Set problem
Locate every line in the data below that contains the string "Bounding", and copy each of those lines.

* Start *

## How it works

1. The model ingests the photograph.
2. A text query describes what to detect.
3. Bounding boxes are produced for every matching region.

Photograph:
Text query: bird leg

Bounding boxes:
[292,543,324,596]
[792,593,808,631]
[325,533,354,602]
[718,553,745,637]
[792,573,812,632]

* End *

Task solution
3. Bounding boxes are produced for every matching region.
Bounding boxes:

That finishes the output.